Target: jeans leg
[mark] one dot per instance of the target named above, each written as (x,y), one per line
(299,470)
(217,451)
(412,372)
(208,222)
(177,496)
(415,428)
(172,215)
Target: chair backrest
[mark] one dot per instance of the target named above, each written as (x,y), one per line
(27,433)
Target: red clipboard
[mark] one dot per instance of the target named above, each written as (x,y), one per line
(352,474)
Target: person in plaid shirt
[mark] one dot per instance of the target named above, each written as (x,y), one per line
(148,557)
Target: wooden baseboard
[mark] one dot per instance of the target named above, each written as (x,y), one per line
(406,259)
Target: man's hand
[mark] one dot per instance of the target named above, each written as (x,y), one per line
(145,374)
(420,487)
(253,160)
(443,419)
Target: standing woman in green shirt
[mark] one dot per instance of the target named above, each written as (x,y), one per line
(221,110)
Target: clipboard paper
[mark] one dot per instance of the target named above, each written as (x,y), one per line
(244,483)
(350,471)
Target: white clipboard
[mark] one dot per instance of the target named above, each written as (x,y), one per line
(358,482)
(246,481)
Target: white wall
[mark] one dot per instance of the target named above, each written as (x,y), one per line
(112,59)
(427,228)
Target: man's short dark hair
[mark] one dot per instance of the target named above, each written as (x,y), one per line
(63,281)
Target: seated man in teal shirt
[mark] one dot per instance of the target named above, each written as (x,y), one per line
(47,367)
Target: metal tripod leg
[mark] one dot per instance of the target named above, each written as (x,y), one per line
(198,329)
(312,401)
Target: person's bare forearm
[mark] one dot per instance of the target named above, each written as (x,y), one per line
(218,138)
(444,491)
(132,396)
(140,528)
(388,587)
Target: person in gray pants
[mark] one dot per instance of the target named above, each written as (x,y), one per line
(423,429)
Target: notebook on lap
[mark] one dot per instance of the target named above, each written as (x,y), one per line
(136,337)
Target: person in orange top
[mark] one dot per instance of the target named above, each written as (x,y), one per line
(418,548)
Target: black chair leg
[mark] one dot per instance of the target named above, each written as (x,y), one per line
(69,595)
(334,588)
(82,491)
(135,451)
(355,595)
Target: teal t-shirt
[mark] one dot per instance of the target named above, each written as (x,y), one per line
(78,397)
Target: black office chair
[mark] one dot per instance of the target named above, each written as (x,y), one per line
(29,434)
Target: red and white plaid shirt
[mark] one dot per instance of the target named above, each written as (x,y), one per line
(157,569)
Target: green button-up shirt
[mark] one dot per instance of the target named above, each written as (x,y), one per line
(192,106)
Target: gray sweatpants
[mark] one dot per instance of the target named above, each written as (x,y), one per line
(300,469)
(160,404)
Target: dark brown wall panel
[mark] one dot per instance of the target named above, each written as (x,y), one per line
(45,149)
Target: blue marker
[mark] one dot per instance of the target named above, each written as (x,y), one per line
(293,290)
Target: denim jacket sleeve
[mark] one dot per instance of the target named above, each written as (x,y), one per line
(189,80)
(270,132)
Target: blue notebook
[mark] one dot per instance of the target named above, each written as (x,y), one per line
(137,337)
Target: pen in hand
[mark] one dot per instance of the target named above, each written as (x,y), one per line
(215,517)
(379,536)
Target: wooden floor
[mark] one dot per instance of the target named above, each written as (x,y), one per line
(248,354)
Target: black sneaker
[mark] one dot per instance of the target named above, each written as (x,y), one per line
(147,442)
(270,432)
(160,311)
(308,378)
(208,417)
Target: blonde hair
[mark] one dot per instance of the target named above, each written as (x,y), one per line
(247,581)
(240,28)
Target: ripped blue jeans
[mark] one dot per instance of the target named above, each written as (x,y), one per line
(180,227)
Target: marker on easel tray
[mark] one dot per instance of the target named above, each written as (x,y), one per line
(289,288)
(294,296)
-----
Whenever the string "teal" turns up in a line of the data, copy that line.

Target: seated man in teal shirt
Target: teal t-shirt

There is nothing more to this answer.